▸ **RECORDS**:
BEGIN

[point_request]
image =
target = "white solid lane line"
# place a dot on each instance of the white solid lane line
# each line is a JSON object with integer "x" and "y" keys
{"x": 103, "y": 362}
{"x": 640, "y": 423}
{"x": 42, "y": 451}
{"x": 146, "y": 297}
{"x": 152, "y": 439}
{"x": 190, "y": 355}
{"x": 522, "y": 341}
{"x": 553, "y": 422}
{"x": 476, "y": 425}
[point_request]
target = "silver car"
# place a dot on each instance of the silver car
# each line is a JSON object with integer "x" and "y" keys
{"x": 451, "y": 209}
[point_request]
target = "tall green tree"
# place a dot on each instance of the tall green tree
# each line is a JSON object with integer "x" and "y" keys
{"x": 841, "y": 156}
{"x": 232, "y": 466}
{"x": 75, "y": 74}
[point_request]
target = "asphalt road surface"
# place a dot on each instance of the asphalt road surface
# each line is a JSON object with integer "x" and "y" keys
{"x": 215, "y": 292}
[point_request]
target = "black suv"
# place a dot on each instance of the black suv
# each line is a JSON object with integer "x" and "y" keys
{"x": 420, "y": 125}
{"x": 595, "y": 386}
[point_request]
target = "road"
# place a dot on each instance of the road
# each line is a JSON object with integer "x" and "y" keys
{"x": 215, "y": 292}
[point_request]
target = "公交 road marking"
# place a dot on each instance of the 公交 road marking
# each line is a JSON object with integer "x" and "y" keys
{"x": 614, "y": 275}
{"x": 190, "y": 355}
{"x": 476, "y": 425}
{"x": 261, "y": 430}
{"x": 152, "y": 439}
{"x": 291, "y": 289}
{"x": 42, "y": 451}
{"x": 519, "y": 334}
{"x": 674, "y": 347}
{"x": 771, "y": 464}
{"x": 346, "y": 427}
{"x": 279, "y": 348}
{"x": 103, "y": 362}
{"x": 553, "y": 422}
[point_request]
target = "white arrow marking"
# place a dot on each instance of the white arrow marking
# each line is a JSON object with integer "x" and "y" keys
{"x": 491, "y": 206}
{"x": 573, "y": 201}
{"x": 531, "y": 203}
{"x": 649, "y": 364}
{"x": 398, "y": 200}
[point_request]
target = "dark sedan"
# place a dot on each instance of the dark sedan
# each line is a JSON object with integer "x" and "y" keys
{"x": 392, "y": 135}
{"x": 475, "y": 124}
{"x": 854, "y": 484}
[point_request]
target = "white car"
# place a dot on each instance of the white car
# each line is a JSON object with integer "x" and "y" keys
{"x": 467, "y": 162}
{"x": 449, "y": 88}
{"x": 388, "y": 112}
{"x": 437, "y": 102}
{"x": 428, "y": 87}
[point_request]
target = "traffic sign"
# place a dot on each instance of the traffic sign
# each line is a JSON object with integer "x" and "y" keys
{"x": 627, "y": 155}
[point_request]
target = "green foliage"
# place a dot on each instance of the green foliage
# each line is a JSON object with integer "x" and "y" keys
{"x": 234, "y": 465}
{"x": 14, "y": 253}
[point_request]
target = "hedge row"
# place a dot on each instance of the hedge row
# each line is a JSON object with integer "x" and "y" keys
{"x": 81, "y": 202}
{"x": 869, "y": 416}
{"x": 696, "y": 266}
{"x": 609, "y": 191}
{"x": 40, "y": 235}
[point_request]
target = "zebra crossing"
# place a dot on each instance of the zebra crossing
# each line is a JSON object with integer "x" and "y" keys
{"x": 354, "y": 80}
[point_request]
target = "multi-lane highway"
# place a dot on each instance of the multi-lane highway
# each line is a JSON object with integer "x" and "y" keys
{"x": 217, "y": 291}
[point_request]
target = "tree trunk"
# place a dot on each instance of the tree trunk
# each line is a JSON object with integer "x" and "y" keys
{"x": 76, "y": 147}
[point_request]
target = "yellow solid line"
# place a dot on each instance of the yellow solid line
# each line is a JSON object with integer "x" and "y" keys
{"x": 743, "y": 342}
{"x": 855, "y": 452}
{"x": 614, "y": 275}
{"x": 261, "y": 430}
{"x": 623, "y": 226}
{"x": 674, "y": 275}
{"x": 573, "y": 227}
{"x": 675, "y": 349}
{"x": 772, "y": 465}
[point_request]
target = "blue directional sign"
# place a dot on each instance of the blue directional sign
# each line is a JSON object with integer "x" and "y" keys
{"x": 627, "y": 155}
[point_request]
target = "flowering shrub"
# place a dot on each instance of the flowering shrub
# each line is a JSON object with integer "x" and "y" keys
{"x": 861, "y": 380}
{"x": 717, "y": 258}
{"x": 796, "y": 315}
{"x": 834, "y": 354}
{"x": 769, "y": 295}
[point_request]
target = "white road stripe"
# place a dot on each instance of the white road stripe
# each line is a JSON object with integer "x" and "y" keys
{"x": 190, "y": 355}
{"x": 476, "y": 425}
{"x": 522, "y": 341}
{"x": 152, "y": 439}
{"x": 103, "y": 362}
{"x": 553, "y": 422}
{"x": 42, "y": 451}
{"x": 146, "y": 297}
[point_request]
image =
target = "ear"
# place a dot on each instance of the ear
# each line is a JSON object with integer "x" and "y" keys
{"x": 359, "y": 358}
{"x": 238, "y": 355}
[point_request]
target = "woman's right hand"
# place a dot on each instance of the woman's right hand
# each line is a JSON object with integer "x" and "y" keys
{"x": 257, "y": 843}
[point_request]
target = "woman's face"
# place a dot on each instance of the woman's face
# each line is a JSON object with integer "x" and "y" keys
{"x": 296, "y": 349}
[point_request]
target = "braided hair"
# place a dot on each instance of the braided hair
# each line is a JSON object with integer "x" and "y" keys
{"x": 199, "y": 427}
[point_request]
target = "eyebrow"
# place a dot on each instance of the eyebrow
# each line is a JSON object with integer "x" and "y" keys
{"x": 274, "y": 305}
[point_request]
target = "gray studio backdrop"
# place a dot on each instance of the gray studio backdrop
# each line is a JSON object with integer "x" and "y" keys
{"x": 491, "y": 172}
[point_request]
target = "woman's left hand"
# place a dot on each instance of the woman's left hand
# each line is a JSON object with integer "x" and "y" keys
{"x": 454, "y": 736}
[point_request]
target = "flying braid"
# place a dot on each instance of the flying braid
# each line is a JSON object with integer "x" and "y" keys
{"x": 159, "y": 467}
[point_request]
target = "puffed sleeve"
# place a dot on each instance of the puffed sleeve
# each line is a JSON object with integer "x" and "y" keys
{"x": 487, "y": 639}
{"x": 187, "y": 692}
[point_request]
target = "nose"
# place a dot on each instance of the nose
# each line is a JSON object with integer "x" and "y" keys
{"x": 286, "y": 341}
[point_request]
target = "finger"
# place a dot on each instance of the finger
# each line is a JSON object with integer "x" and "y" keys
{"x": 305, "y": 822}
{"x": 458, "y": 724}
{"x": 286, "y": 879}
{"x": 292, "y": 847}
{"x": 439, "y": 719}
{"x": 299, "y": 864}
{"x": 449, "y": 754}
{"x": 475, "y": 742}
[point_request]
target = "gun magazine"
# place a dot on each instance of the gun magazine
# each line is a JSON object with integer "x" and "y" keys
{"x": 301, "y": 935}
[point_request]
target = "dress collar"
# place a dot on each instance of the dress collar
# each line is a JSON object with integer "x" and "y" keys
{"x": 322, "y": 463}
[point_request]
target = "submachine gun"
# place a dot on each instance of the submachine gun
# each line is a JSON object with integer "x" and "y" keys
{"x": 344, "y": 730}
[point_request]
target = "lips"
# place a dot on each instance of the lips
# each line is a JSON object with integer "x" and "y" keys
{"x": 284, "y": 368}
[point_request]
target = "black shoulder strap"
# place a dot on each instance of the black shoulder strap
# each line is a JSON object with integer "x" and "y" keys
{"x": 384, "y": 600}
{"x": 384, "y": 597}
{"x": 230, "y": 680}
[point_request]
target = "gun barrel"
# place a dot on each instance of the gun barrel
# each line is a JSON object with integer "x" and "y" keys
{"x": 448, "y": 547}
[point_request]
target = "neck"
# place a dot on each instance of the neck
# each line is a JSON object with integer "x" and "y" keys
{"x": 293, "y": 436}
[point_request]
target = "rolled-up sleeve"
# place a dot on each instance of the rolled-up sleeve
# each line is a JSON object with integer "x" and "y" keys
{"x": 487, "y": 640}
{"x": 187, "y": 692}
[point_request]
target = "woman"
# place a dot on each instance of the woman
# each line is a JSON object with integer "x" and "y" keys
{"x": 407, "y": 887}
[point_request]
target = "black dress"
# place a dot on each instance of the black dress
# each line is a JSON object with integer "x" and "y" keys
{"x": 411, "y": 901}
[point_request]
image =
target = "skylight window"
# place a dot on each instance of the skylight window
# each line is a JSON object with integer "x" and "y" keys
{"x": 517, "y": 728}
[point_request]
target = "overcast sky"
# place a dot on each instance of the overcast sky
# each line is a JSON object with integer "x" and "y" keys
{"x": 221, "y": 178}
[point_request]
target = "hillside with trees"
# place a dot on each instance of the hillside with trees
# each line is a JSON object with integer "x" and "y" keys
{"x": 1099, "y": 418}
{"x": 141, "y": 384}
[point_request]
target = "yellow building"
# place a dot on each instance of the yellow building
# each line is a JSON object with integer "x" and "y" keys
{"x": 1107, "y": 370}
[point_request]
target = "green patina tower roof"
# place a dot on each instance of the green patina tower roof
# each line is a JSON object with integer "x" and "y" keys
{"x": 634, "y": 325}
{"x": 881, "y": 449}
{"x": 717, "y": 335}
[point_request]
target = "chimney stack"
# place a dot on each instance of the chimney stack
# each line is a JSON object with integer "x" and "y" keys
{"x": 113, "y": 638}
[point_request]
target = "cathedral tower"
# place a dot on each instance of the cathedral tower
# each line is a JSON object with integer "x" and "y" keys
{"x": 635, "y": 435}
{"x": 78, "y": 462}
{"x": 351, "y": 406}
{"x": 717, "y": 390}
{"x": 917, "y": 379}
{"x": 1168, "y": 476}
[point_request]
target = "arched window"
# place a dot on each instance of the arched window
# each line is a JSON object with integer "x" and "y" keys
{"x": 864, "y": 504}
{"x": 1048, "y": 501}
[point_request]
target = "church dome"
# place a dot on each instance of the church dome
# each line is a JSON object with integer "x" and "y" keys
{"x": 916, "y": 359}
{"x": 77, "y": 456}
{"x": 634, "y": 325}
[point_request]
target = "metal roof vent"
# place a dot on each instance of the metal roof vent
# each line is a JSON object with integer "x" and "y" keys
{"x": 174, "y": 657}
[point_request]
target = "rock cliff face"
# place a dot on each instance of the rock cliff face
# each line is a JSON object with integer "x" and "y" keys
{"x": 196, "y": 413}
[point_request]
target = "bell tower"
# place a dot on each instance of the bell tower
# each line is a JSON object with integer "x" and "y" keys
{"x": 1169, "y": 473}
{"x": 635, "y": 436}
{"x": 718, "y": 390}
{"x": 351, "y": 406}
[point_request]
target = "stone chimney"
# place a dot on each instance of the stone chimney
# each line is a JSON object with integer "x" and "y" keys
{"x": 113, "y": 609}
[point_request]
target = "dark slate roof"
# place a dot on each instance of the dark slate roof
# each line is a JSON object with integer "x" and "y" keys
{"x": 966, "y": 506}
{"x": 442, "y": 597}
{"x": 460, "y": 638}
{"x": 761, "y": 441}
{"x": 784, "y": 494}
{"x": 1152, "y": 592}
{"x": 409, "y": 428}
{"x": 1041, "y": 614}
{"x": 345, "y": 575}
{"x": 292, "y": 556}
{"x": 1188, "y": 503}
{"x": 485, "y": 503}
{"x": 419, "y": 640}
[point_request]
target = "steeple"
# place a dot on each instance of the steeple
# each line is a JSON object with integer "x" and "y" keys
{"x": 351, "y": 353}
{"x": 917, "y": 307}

END

▸ **WHAT YOU WILL DO**:
Please copy all lines of the listing in which the string "left" occurs.

▸ **TASK SOLUTION**:
target = "woman's left hand"
# place a dot on each instance of the woman's left hand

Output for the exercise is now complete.